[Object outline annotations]
┌────────

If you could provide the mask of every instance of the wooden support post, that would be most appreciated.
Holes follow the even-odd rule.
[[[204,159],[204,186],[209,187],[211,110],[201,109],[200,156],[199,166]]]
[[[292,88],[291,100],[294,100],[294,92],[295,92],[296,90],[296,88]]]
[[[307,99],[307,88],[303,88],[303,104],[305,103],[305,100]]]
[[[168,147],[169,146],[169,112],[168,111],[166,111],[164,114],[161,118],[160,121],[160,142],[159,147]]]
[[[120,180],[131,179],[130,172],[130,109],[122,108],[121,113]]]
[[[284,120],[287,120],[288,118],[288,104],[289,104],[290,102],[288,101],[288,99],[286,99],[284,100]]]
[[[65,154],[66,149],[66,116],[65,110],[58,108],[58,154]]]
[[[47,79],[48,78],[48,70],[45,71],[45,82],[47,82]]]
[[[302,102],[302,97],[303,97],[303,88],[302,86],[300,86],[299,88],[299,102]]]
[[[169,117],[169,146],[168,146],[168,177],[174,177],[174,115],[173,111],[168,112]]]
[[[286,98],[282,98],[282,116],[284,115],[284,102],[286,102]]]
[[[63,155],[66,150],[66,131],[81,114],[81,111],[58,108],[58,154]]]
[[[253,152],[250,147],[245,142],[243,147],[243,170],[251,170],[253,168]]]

└────────

== TASK DESCRIPTION ==
The records above should be restated word for word, please.

== SOLUTION ==
If you could provide the mask of every instance of the wooden support post, that would be most appreciated.
Holes follow the even-odd rule.
[[[204,159],[204,186],[209,187],[211,110],[201,109],[200,156],[199,166]]]
[[[292,88],[291,100],[294,100],[294,92],[295,92],[296,90],[296,88]]]
[[[307,99],[307,88],[303,88],[303,104],[305,103],[305,100]]]
[[[168,147],[169,146],[169,112],[168,111],[166,111],[164,114],[161,118],[160,121],[160,142],[159,147]]]
[[[120,180],[131,179],[130,172],[130,109],[122,108],[121,113]]]
[[[284,120],[287,120],[288,118],[288,104],[289,104],[290,102],[288,101],[288,99],[286,99],[284,100]]]
[[[65,154],[66,149],[66,116],[65,110],[58,108],[58,154]]]
[[[47,79],[48,78],[48,70],[45,71],[45,82],[47,82]]]
[[[302,102],[302,97],[303,97],[303,88],[302,86],[300,86],[299,88],[299,102]]]
[[[169,117],[169,146],[168,146],[168,177],[174,177],[174,115],[173,111],[168,112]]]
[[[286,98],[282,98],[282,116],[284,115],[284,102],[286,102]]]
[[[63,155],[66,150],[66,131],[81,114],[81,111],[58,108],[58,154]]]
[[[253,152],[250,147],[245,142],[243,147],[243,170],[251,170],[253,168]]]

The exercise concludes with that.